:: Exercise 1 ::
In the records below, rename "tree trunk" to "tree stem" in the part that opens with the line containing "Detection task: search for any tree" and closes with the line containing "400, 269, 409, 314". Return only that part, with everything else in it left unchanged.

Previous buildings that formerly housed students include Alexander Hall, Banks Hall, Buchanan Hall, Collins Hall, Drew Hall, L. O. Evans Hall, Fuller Hall, Holley Hall, and Suarez Hall. Suarez Hall was already closed in 1996. In 1997 Alexander Hall, Buchanan Hall, and Collins Hall had closed. In 1998 Holley Hall had closed. In 2000 Drew Hall, Evans Hall, and Fuller Hall had closed. During the same year, Alexander, Buchanan, and Holley had been demolished. In 2001 Banks Hall had closed.
Prairie View A&M's traditions are deeply rooted in its heritage as Texas's second oldest (Paul Quinn College was established in 1872) historically black university.
Prairie View A&M University offers a wide variety of varsity and intramural sports programs.
Men's and women's athletic teams are nicknamed the Panthers and the team colors are purple and gold. Prairie View A&M is a charter member of the Southwestern Athletic Conference (SWAC), and is a member of the West Division of the SWAC in sports since the conference is currently divided by two divisions (West and East). Prairie View competes in NCAA Division I in all varsity sports; in football, the Panthers play in the Division I FCS.
Men's varsity sports include baseball, basketball, cross country, football, golf, tennis, and track and field. Women's varsity sports include basketball, bowling, cross country, golf, soccer, softball, tennis, track and field, and volleyball.
The first football coach at Prairie View was H.B. Hucles, who began in 1924. Before Hucles's arrival at Prairie View, the school played two games without a coach on record: a 1907 7–0 win against a team from Wylie, Texas and a 1920 7–6 loss to Tuskegee University.
Prairie View's most recognized and celebrated coach was William "Billy" Nicks. Nicks was head coach in 1945–47, assistant coach in 1948–51, and head coach again in 1952–65. His record for 17 years was 127-39-8. He led the Panthers to 8 Southwestern Athletic Conference championships and 5 black college national championships. Nicks was inducted into the College Football Hall of Fame in 1999. Coach Nicks was named the American Football Coaches Association’s recipient of the Trailblazer Award. The award was presented posthumously at the AFCA Kickoff Luncheon on Monday, January 7 at the 2008 AFCA Convention in Anaheim, California.
Prairie View is recognized as the first historically Black university to create and play in a post-season bowl game. The Prairie View Bowl was played in Texas between 1928 and 1962.

:: Exercise 2 ::
Quote the Prairie View A&M passage above word for word, in the part that opens with the words "Men's varsity sports include baseball, basketball, cross" and closes with the words "field, and volleyball.".

:: Entries ::
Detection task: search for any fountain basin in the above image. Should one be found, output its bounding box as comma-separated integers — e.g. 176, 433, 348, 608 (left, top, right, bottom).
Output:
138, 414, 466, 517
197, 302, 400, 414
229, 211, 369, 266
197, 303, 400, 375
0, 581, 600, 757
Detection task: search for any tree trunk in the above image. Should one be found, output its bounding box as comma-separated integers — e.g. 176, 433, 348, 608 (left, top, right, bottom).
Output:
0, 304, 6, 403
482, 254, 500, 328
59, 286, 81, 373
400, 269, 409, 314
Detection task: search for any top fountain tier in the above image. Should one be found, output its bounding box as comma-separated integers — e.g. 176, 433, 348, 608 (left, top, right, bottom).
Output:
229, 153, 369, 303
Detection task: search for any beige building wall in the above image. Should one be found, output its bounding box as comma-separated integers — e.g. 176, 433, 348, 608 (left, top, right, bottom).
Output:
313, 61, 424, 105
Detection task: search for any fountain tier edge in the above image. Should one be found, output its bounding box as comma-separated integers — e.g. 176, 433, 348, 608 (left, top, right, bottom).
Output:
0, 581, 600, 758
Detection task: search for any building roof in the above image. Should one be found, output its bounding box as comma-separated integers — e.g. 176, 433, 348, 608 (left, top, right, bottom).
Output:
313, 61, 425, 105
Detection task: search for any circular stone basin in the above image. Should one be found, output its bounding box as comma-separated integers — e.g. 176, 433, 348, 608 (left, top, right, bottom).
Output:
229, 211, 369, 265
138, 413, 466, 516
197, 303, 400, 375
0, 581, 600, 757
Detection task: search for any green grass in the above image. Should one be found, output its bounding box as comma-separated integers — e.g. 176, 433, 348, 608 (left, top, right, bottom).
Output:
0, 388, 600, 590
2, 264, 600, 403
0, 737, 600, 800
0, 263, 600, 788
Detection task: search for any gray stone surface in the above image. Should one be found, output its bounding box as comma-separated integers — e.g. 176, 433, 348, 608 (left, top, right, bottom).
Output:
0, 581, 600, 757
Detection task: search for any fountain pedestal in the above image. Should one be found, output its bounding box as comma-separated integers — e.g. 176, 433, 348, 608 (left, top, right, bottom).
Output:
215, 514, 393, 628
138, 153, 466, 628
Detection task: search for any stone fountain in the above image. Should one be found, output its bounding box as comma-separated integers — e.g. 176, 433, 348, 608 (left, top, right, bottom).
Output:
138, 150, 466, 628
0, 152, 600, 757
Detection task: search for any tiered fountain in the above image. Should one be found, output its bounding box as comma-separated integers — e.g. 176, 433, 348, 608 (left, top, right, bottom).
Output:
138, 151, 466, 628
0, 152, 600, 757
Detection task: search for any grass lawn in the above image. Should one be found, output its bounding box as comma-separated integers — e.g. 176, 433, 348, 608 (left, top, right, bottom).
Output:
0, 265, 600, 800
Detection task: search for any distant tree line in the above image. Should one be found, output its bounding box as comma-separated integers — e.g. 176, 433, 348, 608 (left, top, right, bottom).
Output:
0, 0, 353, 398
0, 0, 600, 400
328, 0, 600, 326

:: Worked solution 1 ::
Detection task: search for any tree stem in the above image. Should one be found, output its bounding box as comma-separated integers — e.g. 176, 433, 348, 608 (left, top, right, bottom).
Output:
0, 304, 6, 403
482, 254, 500, 328
59, 286, 81, 373
400, 269, 409, 314

:: Worked solution 2 ::
Men's varsity sports include baseball, basketball, cross country, football, golf, tennis, and track and field. Women's varsity sports include basketball, bowling, cross country, golf, soccer, softball, tennis, track and field, and volleyball.